* **Aim of the task**: Every line from the line containing "Where can the avocado slice" through the final line of the data is to be printed exactly; no other line is to appear.

Entries from a dataset
..............................
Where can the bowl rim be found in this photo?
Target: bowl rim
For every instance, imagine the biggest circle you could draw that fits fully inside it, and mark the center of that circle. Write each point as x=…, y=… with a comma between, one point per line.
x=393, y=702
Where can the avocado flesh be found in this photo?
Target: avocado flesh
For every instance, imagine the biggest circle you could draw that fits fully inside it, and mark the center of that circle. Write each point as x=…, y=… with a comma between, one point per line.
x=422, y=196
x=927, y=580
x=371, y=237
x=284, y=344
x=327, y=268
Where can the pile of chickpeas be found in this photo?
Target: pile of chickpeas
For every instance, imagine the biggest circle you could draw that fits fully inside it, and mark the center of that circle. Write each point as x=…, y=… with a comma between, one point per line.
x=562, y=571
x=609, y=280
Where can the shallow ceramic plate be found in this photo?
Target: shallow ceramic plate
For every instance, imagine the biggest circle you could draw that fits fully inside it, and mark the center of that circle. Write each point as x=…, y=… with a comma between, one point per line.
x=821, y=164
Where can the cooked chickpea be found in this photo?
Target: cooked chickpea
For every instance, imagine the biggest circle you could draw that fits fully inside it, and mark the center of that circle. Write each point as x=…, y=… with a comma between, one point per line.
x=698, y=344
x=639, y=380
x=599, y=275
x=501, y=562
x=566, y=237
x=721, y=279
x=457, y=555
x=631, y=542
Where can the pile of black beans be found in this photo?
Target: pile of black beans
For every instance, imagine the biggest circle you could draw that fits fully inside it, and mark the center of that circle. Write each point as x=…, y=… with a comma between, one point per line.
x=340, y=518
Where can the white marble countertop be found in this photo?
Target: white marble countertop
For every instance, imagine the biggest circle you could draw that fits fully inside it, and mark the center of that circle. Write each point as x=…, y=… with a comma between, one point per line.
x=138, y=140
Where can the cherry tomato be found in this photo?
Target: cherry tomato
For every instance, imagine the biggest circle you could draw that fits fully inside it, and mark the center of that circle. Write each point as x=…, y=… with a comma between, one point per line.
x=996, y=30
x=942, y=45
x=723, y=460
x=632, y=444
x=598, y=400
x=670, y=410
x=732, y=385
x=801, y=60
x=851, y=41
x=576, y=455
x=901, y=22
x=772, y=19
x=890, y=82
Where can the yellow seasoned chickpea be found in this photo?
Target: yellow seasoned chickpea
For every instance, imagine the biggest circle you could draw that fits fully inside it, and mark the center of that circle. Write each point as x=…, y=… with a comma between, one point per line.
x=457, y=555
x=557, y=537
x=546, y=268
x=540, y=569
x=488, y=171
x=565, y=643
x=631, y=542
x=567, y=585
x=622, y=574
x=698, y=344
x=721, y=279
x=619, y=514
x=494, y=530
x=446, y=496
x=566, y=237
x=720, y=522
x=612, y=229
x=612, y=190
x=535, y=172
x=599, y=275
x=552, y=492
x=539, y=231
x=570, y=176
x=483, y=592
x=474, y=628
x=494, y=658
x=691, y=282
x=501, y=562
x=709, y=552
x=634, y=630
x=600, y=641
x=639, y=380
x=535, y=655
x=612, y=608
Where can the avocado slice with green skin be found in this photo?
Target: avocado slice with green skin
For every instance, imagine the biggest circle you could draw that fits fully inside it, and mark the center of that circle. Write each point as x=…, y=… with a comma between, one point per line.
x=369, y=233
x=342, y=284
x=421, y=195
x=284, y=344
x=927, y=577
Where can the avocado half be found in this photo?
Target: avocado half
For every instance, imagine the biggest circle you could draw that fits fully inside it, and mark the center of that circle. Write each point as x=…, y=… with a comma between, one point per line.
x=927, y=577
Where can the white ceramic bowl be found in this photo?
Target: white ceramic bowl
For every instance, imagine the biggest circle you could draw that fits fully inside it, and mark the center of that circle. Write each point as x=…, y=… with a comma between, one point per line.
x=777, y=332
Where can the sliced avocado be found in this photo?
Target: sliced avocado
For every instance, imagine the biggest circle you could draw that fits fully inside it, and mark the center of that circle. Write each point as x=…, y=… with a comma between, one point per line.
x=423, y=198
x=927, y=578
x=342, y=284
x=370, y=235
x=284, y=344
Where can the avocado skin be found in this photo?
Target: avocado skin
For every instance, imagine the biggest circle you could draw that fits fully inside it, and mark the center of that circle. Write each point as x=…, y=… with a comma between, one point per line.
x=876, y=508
..............................
* **Full output**:
Where can the avocado slice with green skin be found in this photo?
Target: avocado slice with green skin
For every instance, imagine the biggest circle you could draw that fits fully inside it, and mark the center of that circle. Write each point as x=…, y=… with a comma between, one point per line.
x=369, y=233
x=342, y=284
x=421, y=195
x=284, y=344
x=927, y=577
Where can the avocado half be found in this photo?
Target: avocado half
For every instance, imagine the biggest circle you could draw that fits fully inside it, and mark the center of that circle. Write each point as x=…, y=… with a comma between, one point per line.
x=927, y=577
Where can the white ceramic bowl be found in this photo?
Target: white ceramic bowl
For every instance, imagine the biggest circle you could draw that fits fully inside it, and mark the center of that circle. Write each point as x=…, y=… with a comma between, one point per line.
x=777, y=332
Where can the sliced avocado be found in this photo?
Target: sliced avocado
For every instance, imagine the biggest circle you could draw that fits fully inside it, and mark the center of that circle. Write each point as x=…, y=… with a comma between, one point per line.
x=423, y=198
x=927, y=578
x=342, y=284
x=370, y=235
x=284, y=344
Where can the avocado skin be found in this photo?
Target: avocado skin
For every instance, imagine the biggest circle you could draw that fits fully inside it, and mark the center of that circle. Write each point as x=…, y=… with a comma between, one point per line.
x=876, y=508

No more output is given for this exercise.